• _Article_:
It looks like it's an undocumented "feature" of esearch
(this isn't mentioned in --help
) that it can read query strings from its standard input. This enables behavior like:
printf "GCA_000240185\nGCA_000240184" > query
perl /home/adam/anaconda3/bin/edirect.pl -search -query ignored -db assembly < query
<ENTREZ_DIRECT>
<Db>assembly</Db>
<WebEnv>MCID_5fec6e4b9ba75c2aa603cc82</WebEnv>
<QueryKey>1</QueryKey>
<Count>0</Count>
<Step>1</Step>
</ENTREZ_DIRECT>
Although this "feature" isn't so obvious. Does it read multiple queries, one per line? Does it still execute the (required) -query
provided at the CLI? No idea. A quick skim of the (separate) online documentation (https://www.ncbi.nlm.nih.gov/books/NBK25499/) doesn't seem to mention it.
Either way @Russel88 , the quick "hacky" fix is to pump blank input into esearch
and see if it still obeys the -query
argument:
perl /home/adam/anaconda3/bin/edirect.pl -search -query GCA_000240185 -db assembly < <(echo "")
(or try the reverse, if it does read the input but ignore the arg).
One hotfix I can make to Jobson is to have it close stdin
on bootup, because stdin
shouldn't be used by any jobson
application anyway. I'll see how easy this is and get back.

• _Stored data_:
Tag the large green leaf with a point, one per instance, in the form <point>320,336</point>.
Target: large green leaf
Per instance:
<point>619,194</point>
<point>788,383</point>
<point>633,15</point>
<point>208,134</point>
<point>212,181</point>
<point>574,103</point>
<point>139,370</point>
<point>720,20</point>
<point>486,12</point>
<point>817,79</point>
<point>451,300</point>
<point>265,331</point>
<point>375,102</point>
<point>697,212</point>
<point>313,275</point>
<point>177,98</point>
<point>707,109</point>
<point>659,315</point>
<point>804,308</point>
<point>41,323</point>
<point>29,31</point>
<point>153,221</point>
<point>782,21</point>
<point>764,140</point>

• _Stated task_:
Quote the entire forum post about esearch reading from standard input, word for word.

• _Output for this exercise_:
It looks like it's an undocumented "feature" of esearch
(this isn't mentioned in --help
) that it can read query strings from its standard input. This enables behavior like:
printf "GCA_000240185\nGCA_000240184" > query
perl /home/adam/anaconda3/bin/edirect.pl -search -query ignored -db assembly < query
<ENTREZ_DIRECT>
<Db>assembly</Db>
<WebEnv>MCID_5fec6e4b9ba75c2aa603cc82</WebEnv>
<QueryKey>1</QueryKey>
<Count>0</Count>
<Step>1</Step>
</ENTREZ_DIRECT>
Although this "feature" isn't so obvious. Does it read multiple queries, one per line? Does it still execute the (required) -query
provided at the CLI? No idea. A quick skim of the (separate) online documentation (https://www.ncbi.nlm.nih.gov/books/NBK25499/) doesn't seem to mention it.
Either way @Russel88 , the quick "hacky" fix is to pump blank input into esearch
and see if it still obeys the -query
argument:
perl /home/adam/anaconda3/bin/edirect.pl -search -query GCA_000240185 -db assembly < <(echo "")
(or try the reverse, if it does read the input but ignore the arg).
One hotfix I can make to Jobson is to have it close stdin
on bootup, because stdin
shouldn't be used by any jobson
application anyway. I'll see how easy this is and get back.